__解く課題__:
台湾でのLINEの普及を扱った文章を、最後の文の後から書き継いでください。

__提示文__:
┄┄┄┄┄┄┄┄┄┄┄┄┄┄┄┄┄┄┄┄

LINEヤフーストーリーでは、これまでにも台湾でのLINEの活用事例を紹介してきました。(※) 現在、台湾ではほとんどの方がLINEを利用しており、コミュニケーションとしてだけでなく、情報収集やビジネスの場面でも欠かせない存在となっています。
LINEが台湾でここまで利用されるようになったのは、なぜなのでしょうか。LINE Taiwan Limited(以下、LINE Taiwan)の会長兼CEO Roger Chenに、LINEスタンプの取り組みやスタートアップ企業支援、さらには社会的責任への活動など、台湾で成功を収めた理由について聞いてきました。
※これまでの台湾のLINEサービス紹介記事
「LINE Pay」は台湾でなぜ人気? No.1までの歩みと上場に向けての挑戦
こんなところにLINEヤフー〜in 台湾〜
2017年10月にLINE Taiwanに入社。現在はLINE Taiwanの会長兼CEOとして台湾市場におけるLINEの全体的なビジネス開発を指揮する。台湾のユーザーにとってより便利で豊かなデジタルライフを提供するため、サービスのユーザー体験を最適化することに注力する。市場への投資を強化する一方で、LINEプラットフォームと地元企業とのシナジーを構築することを目指し、ビジネスパートナーとの協力を通じて、業界に新たな価値と機会を創出するために日々取り組んでいる。台湾大学で電気工学の修士号を取得。
LINEは2011年に台湾でリリースされ、これまで多岐にわたるサービスを提供してきました。2024年時点で、台湾人口2,342万人のうちLINEの月間アクティブユーザーは2,200万人に達しています。その浸透率は93%と非常に高い数字を誇っており、子どもからお年寄りまで、幅広い年齢層に利用されるコミュニケーションツールとなっています。LINEは家族や友人とのコミュニケーションはもちろん、多くの企業がビジネスコミュニケーションの主要手段として採用しており、他のツールの利用を考えることがないほど普及しています。日本では名刺を交換する場面でも、台湾ではLINEのアカウントを交換し、トークやLINE通話を使ってやりとりする方が一般的です。
LINE Taiwanは、コミュニケーション、コンテンツ、Eコマース、モビリティ、Fintech、ビジネスソリューションの事業を軸としています。それぞれの領域で、台湾の文化や地元ユーザーの好みを考慮し、ローカライズしたサービスを提供しています。
たとえば、ニュース・コンテンツサービスの「LINE TODAY」では、ユーザーが興味関心を持つニュースや人気コンテンツ、災害情報や交通情報などを配信しています。現在台湾で1,800万人以上もの月間アクティブユーザーを持ち、ユーザーの生活に欠かせないプラットフォームとなっています。
また、台湾で課題となっているフェイクニュース問題に対応するためにリリースした「LINE Fact Checker」も、台湾の専門機関と連携し、LINE公式アカウントを通じて疑わしい情報の真偽について迅速に回答をすることで、ユーザーからの信頼を得ています。LINE公式アカウントへの友だち登録者は86万人を超え、台湾の人々のメディアリテラシー向上に寄与しています。

┄┄┄┄┄┄┄┄┄┄┄┄┄┄┄┄┄┄┄┄

__提示データ__:
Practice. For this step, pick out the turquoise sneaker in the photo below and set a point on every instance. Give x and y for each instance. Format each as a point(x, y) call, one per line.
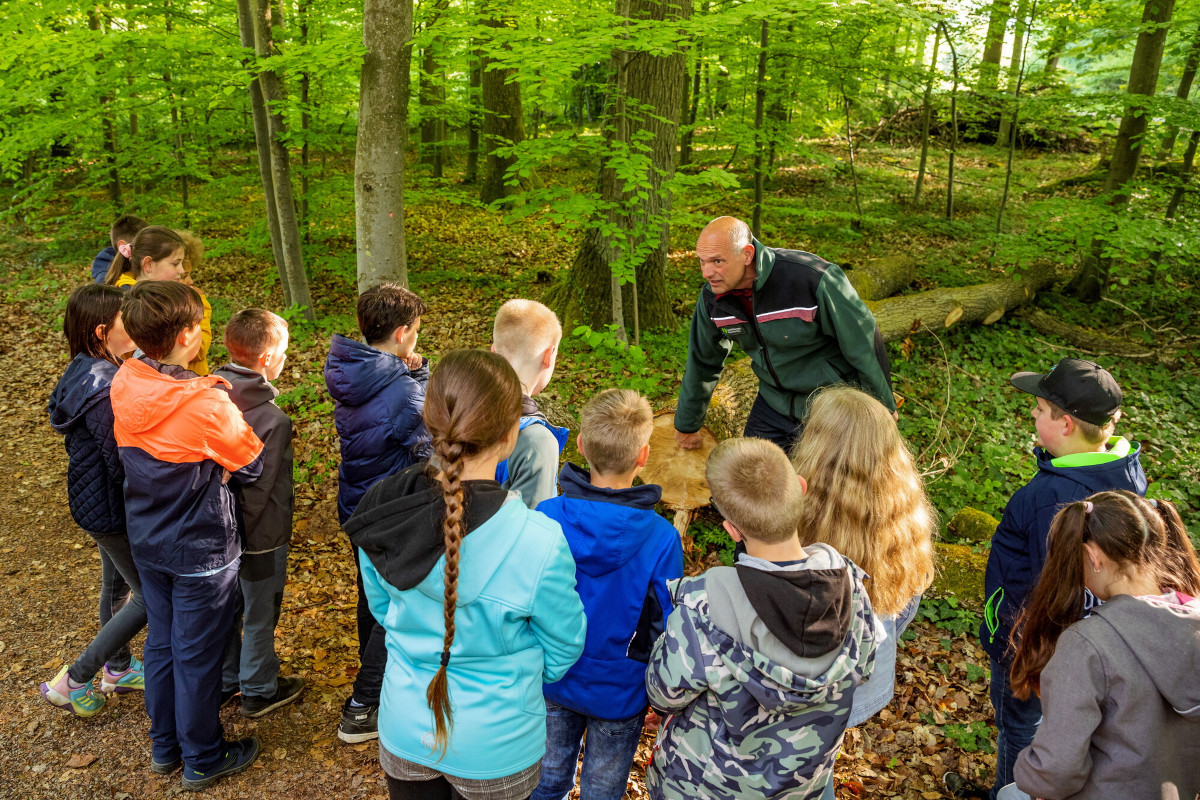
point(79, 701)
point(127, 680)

┄┄┄┄┄┄┄┄┄┄┄┄┄┄┄┄┄┄┄┄

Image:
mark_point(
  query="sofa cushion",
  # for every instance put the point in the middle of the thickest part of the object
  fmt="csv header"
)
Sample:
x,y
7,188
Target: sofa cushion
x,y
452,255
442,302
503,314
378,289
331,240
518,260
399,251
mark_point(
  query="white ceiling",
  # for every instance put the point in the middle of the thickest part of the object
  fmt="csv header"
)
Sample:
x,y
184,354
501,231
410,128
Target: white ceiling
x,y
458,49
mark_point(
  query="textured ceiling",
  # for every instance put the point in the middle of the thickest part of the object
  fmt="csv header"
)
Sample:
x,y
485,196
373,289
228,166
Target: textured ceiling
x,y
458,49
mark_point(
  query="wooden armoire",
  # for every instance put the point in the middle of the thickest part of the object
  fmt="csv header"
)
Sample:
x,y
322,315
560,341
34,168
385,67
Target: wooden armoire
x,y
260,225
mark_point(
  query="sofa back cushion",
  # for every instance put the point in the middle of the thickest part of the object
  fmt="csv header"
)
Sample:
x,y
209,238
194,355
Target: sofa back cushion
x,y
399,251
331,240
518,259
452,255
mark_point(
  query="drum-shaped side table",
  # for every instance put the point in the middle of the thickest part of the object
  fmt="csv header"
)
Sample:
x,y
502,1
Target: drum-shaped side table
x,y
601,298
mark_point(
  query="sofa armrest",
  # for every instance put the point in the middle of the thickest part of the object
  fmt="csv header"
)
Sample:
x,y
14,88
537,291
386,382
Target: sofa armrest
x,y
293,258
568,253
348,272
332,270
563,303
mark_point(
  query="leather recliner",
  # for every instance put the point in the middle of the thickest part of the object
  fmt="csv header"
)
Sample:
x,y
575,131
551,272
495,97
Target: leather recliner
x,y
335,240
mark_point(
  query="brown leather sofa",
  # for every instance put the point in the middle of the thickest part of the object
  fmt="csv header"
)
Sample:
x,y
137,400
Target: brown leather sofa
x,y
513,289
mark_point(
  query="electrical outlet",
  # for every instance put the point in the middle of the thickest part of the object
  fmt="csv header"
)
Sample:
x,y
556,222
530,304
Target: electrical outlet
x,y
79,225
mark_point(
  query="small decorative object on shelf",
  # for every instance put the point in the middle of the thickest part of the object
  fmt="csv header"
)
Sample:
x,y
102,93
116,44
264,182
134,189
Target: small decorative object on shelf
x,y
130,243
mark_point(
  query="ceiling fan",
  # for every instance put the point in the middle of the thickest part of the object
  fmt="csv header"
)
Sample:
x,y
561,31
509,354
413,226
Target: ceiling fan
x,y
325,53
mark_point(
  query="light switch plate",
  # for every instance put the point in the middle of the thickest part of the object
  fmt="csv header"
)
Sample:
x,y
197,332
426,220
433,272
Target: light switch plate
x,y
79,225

┄┄┄┄┄┄┄┄┄┄┄┄┄┄┄┄┄┄┄┄

__回答__:
さらにLINEの友だちにギフトが贈れる「LINE GIFTSHOP」も、台湾人の3人に1人が使用する台湾で最大のソーシャルギフトサービスとして人気です。こうしたさまざまなサービスを通してユーザーの多様なニーズに応え続けることで、LINEは台湾で非常に人気のあるブランドとなっています。
LINEが台湾市場で急速に成長できた大きな要因の一つは、LINEスタンプの導入です。LINE以前のメッセンジャーでは小さな絵文字しか使えず、感情を十分に表現するのが難しかったのですが、LINEの大きなスタンプの登場によって、感情をより豊かに伝えられるようになりました。
台湾の人々はコミュニケーションにおいて誤解を避けるために感情を明確に伝えたいと考える傾向があり、喜怒哀楽のさまざまなバリエーションを持つLINEスタンプはそのニーズに応えることができました。現在、台湾のユーザー1人あたり年間で約1,235個のスタンプが送信されているほど人気です。
2014年からは、LINE Creators Marketの提供を開始し、ユーザーがオリジナルスタンプを作成し、LINE上で販売できるようになりました。日々新しいオリジナルスタンプが生み出され、LINEのやりとりで使われています。
LINEスタンプの存在感を高めるための活動も積極的に行っています。2022年、LINEスタンプは高雄市の地元クリエイターと協力し、市内をキャラクターの舞台にして地域コミュニティの活性化を図りました。さらにCreative Expo Taiwan(台湾の大規模な創造産業の展示会)では、台湾で大人気のスタンプ「Thenothingseal」、「Machiko Rabbit」、「VITA VITA」、「DOCA」、「Meow Zhua Zhua」、「PP mini」の大きなバルーンをLove Riverと呼ばれる川に浮かべ、台湾の人々だけでなく観光客の注目も集めました。これらの活動を通して、ユーザーやマーケットのLINEスタンプへの関心を高めています。
Creative Expo Taiwanで、Love Riverに浮かぶバルーンたち。バルーンの大きさは16mほどにもなるのだとか
Thenothingsealのバルーン
Meow Zhua Zhuaのバルーン
このようにLINEスタンプが多くのユーザーに見られ、使われることでそのIP(知的財産)の価値が高まります。そしてライセンスビジネスの拡大につながり、新たなクリエイターが生まれるという好循環が生まれています。台湾のトップ10のクリエイターたちは、2024年までに累計平均売上15億2000万円を達成しており、「キャラクター経済」が確立されています。
Love Riverに浮かぶバルーンたちの様子をYouTubeでもご覧ください
今年も2024年のトップ10スタンプランキングを発表しましたが、そのほとんどが、これまでにも受賞したことのある人気スタンプたちです。1位の「Lan Lan Cat」は過去何年もランクインしています。このスタンプのクリエイターであるMochi Dadは、実は最初からスタンプクリエイターとして活動していたわけではありません。大学卒業後、彼は夜市でビジネスを始めていましたが、その後夜市での仕事を辞め、LINEスタンプの制作に専念することにしました。Lan Lan Catは瞬く間に話題となり、今では台湾で最も有名なスタンプキャラクターの一つとなっています。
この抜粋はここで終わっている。